**Set problem 1**
In the article on defunding the police, whose demand is "Defund the Police"?

**Page excerpt**
== == ==

SURJ’s Call to White People

Withdraw your Consent: Defund the Police

Showing Up for Racial Justice
10 min readJun 18, 2020

by Hilary Moore, SURJ Leadership Team Member

Article updated August 28, 2020

Millions of people world-wide have taken to the streets to express outrage at the murder of George Floyd, an unarmed Black man, by Minneapolis police officers on May 25, 2020. “Defund the Police,” a demand from the Movement for Black Lives, has set imaginations ablaze as communities mobilize to successfully pressure cities to defund and disband police departments, as seen in Los Angeles, Minneapolis, Philadelphia, and Dallas.

“Defund the Police” is a response to decades of divestment from public health infrastructure, education systems, and good housing. This deliberate gutting of social institutions is directly related to the ballooning of police budgets and proliferation of prisons. Punishment and control have become the State’s automatic response to its failure in meeting basic needs.

== == ==

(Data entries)
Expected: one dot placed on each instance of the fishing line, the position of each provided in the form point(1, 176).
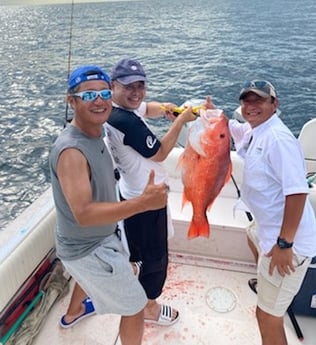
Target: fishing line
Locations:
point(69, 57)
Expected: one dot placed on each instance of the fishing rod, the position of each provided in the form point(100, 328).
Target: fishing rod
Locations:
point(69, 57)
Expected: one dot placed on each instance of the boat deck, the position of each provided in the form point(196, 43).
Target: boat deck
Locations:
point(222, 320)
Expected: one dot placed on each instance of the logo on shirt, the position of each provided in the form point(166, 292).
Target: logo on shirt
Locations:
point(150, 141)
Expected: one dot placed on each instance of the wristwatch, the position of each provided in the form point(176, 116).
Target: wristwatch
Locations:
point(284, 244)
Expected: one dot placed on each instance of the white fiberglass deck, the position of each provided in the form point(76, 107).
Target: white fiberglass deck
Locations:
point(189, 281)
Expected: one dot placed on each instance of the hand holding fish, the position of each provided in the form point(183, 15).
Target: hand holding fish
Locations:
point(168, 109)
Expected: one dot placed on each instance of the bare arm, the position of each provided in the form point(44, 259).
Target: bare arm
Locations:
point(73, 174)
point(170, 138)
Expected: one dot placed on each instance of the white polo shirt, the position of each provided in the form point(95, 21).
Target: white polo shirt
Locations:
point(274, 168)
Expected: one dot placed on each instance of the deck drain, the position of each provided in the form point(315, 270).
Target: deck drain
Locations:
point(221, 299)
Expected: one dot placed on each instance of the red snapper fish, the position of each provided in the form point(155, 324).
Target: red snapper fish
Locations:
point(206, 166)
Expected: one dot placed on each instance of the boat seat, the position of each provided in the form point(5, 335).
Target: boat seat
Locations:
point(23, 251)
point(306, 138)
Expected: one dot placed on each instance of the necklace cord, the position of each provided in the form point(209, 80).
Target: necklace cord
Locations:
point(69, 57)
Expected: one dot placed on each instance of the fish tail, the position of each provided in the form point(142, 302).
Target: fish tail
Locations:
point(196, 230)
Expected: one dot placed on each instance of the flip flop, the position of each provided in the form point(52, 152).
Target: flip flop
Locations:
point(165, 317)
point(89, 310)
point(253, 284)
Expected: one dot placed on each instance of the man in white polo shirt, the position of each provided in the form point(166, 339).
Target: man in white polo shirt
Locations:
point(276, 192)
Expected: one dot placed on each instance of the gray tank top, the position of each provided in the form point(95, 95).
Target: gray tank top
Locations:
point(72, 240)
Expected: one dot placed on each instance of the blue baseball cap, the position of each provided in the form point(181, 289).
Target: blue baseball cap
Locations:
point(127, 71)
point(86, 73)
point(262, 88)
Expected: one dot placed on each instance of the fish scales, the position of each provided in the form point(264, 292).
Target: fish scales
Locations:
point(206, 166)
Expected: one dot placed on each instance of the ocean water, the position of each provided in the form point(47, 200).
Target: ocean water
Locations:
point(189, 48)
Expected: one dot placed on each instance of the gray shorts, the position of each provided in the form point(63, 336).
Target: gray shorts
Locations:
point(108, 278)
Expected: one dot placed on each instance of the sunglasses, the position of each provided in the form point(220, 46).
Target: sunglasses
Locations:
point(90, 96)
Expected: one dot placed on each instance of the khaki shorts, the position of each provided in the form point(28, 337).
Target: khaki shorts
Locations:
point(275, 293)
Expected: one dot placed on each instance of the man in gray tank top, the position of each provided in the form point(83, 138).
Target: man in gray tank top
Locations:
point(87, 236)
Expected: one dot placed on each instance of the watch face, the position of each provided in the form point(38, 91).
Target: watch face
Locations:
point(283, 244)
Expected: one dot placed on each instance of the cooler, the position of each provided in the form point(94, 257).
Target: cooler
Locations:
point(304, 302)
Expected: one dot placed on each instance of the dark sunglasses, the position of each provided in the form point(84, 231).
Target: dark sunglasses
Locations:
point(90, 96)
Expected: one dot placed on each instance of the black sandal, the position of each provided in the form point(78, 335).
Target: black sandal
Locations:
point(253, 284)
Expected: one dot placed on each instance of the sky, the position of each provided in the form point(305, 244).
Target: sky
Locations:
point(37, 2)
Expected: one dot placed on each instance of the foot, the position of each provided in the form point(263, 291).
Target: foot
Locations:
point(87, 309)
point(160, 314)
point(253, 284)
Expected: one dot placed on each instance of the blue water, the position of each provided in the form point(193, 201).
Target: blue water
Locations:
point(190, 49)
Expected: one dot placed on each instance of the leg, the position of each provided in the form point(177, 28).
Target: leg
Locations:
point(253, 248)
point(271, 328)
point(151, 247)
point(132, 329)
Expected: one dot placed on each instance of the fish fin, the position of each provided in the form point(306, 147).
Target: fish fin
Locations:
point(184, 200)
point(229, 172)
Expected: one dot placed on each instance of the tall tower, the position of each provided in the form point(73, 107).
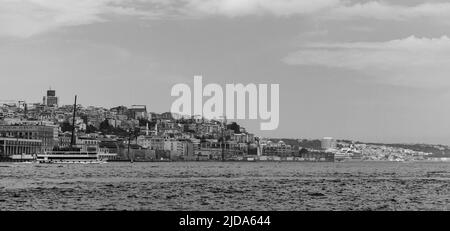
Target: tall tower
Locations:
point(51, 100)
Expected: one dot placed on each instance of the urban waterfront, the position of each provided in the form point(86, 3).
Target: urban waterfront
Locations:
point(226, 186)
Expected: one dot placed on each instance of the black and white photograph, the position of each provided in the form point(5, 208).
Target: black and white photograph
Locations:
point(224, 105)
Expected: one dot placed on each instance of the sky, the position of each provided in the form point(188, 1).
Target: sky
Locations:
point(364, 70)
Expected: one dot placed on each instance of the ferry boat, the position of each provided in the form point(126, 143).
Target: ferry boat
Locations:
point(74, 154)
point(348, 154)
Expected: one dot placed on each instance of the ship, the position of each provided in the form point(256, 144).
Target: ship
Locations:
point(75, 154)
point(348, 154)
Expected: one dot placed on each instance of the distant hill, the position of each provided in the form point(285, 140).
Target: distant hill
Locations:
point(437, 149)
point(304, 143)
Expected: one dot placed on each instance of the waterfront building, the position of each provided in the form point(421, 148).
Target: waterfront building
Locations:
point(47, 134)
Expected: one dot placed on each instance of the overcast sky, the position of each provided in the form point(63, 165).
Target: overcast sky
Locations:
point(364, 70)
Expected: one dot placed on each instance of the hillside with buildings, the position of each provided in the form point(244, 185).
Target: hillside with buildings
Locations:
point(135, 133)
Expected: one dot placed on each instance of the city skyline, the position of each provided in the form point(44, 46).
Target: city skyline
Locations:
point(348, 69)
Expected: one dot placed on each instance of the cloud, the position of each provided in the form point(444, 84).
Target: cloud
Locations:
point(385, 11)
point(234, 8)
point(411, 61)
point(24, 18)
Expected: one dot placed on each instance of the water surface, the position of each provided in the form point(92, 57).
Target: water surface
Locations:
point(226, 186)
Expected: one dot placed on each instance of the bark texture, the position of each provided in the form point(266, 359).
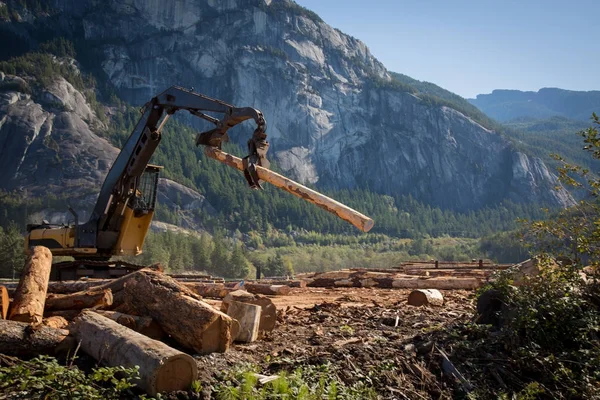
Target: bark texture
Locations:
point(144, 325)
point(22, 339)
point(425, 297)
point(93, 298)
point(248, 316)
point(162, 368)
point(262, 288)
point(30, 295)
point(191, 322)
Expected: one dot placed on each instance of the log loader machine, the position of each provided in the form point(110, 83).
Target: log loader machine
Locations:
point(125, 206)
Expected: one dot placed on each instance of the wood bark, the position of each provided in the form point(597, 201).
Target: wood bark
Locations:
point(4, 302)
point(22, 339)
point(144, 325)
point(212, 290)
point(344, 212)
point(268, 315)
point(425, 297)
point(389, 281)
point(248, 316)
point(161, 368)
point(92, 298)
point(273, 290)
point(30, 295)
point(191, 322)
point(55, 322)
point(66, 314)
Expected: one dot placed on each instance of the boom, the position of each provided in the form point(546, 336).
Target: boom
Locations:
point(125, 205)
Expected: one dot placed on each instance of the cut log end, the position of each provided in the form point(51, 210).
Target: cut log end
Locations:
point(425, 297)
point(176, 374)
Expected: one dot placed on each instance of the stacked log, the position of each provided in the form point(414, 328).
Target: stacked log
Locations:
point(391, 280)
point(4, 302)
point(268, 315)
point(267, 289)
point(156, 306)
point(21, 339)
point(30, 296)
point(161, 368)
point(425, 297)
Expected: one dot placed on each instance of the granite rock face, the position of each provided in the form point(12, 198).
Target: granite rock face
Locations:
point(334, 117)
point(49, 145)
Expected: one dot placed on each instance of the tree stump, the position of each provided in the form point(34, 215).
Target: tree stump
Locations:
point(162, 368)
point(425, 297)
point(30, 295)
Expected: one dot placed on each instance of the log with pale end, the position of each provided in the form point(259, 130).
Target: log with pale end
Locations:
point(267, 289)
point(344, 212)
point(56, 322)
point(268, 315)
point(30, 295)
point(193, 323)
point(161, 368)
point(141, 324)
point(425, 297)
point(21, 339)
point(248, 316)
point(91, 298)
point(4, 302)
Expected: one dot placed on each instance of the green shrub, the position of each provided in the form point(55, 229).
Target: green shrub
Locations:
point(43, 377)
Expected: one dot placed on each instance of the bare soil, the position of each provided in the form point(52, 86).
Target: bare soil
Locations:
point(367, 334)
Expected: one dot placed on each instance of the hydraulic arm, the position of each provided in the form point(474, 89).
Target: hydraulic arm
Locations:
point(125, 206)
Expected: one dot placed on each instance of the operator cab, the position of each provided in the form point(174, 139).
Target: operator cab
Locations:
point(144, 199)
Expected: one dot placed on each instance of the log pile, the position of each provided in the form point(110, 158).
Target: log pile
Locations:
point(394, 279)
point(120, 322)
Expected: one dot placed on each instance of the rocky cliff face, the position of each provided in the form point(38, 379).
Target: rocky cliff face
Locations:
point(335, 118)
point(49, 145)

== == ==

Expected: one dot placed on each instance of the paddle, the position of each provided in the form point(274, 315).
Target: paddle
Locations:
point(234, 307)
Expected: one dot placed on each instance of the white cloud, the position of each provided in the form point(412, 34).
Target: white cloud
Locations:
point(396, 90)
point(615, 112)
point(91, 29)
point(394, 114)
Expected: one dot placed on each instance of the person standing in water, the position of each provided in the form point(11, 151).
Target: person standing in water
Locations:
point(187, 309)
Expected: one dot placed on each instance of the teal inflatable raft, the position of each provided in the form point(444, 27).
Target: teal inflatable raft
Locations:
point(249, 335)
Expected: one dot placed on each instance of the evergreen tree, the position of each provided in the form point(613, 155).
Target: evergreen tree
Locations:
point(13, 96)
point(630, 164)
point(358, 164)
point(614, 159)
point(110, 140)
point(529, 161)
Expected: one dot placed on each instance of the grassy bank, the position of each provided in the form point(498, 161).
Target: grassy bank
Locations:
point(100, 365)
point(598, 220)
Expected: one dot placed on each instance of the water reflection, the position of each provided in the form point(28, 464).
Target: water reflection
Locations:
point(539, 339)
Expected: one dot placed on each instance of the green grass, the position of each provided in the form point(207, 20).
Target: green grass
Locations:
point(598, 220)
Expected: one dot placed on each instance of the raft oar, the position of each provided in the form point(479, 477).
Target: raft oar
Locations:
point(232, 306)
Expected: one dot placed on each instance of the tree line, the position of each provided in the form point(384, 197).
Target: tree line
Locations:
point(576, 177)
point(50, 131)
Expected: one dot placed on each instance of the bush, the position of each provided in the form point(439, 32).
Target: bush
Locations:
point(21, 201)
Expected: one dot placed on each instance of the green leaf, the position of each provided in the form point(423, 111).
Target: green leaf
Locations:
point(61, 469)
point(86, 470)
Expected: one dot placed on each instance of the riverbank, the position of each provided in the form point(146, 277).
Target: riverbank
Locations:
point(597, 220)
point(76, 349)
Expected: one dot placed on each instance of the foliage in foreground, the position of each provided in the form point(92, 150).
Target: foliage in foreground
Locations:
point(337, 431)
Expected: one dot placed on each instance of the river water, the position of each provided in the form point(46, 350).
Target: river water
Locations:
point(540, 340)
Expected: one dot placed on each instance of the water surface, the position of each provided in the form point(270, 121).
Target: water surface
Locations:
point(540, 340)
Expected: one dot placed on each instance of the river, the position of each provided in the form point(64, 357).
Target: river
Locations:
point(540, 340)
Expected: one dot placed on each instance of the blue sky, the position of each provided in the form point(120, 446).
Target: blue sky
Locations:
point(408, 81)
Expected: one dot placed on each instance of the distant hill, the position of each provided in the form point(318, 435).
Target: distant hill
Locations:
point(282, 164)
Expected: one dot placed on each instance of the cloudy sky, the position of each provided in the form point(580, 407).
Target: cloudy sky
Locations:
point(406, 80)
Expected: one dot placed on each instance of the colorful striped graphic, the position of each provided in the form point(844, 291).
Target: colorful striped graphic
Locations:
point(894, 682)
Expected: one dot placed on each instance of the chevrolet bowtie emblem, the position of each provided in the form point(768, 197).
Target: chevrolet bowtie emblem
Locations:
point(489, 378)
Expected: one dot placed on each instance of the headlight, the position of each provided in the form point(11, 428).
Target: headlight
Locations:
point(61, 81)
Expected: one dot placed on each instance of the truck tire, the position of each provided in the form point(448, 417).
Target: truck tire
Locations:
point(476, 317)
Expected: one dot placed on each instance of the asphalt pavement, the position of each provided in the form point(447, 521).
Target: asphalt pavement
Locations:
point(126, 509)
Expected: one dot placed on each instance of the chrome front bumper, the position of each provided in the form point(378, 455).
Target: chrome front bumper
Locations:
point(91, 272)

== == ==

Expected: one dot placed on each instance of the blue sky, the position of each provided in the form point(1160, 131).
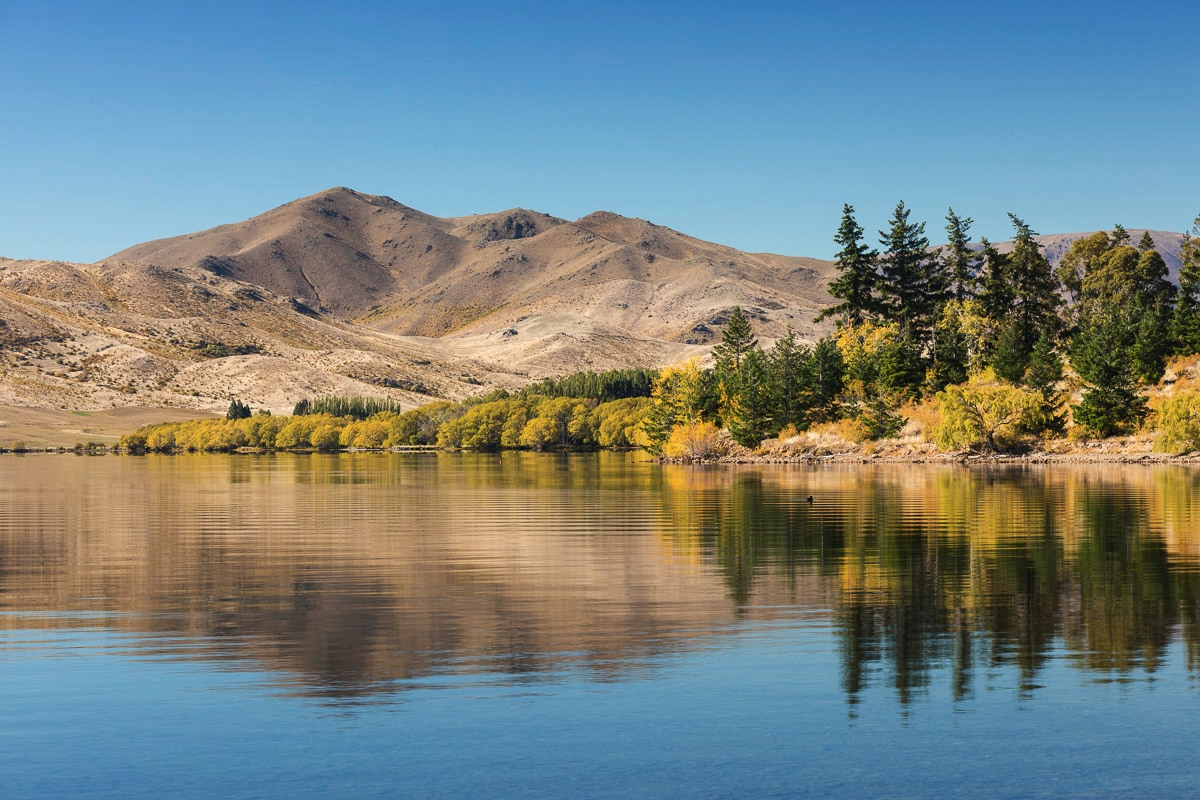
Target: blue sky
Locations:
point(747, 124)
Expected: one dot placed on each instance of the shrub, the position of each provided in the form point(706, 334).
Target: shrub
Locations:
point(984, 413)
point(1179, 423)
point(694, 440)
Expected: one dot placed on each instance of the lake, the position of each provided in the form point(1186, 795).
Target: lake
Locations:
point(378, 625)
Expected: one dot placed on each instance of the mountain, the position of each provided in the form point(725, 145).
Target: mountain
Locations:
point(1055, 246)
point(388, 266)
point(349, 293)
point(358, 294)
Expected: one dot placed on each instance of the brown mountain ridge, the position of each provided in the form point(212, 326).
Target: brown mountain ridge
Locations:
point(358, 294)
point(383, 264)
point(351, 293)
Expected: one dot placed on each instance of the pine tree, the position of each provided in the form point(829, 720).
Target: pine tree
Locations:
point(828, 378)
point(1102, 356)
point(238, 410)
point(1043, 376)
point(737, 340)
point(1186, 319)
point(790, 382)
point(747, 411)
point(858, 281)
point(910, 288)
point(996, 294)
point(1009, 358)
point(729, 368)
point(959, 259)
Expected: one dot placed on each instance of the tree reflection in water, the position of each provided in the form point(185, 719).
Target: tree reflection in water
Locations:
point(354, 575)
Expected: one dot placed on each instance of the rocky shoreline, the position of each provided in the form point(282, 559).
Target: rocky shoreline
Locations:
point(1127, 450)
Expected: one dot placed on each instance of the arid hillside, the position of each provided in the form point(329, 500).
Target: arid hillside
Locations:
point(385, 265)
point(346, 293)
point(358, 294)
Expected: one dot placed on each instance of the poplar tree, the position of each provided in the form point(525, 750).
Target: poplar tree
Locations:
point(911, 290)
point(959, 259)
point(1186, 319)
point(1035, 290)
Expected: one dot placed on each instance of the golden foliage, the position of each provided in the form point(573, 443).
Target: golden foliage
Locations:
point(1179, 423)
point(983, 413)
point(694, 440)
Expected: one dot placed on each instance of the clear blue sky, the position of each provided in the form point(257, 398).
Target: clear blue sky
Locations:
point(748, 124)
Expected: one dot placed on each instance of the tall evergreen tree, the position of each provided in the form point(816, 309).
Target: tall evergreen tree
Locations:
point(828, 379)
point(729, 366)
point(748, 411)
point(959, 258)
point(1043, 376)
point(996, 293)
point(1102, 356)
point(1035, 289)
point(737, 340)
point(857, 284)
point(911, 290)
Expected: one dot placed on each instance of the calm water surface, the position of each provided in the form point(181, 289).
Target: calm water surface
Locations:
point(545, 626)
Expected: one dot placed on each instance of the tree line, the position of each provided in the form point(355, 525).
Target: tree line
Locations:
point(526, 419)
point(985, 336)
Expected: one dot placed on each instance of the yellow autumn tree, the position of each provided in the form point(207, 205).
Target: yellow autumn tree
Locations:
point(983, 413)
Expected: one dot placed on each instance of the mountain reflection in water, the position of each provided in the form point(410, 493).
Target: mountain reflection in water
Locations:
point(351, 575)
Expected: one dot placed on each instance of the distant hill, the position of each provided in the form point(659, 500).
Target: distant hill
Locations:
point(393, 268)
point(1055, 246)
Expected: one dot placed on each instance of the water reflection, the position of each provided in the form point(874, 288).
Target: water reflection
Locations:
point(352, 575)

== == ==

**Set problem 2**
From the data rows, output as a Markdown table with columns No. and Line the lines starting at the one containing "form point(120, 446)." and ending at the one containing "point(91, 272)", numbering each line and leaving out blank lines.

**Written solution 1**
The Movement for Black Lives.

**Written solution 2**
| No. | Line |
|---|---|
| 1 | Expected: one dot placed on each instance of the blue sky, the position of each provided in the form point(120, 446). |
| 2 | Target: blue sky |
| 3 | Locations: |
| 4 | point(408, 81) |
| 5 | Expected: one dot placed on each instance of the distant hill, the position of each provided in the form point(318, 435). |
| 6 | Target: distant hill |
| 7 | Locations: |
| 8 | point(282, 164) |
| 9 | Expected: one dot placed on each instance of the cloudy sky, the position of each provided in the form point(580, 407). |
| 10 | Target: cloudy sky |
| 11 | Locations: |
| 12 | point(406, 80) |
| 13 | Expected: one dot placed on each instance of the colorful striped graphic, the position of each provided in the form point(844, 291). |
| 14 | Target: colorful striped graphic |
| 15 | Locations: |
| 16 | point(894, 682) |
| 17 | Expected: one dot placed on each instance of the chevrolet bowtie emblem, the position of each provided in the form point(768, 197). |
| 18 | Target: chevrolet bowtie emblem |
| 19 | Locations: |
| 20 | point(489, 378) |
| 21 | Expected: one dot placed on each instance of the headlight, the position of each provided in the form point(11, 428). |
| 22 | Target: headlight |
| 23 | Locations: |
| 24 | point(61, 81) |
| 25 | Expected: one dot placed on each instance of the truck tire, the position of each provided in the form point(448, 417). |
| 26 | Target: truck tire |
| 27 | Locations: |
| 28 | point(476, 317) |
| 29 | Expected: one dot placed on each instance of the asphalt pavement, the position of each provided in the form point(447, 521). |
| 30 | Target: asphalt pavement |
| 31 | Locations: |
| 32 | point(126, 509) |
| 33 | Expected: one dot placed on each instance of the chrome front bumper, the position of each provided in the form point(378, 455). |
| 34 | Target: chrome front bumper |
| 35 | Locations: |
| 36 | point(91, 272) |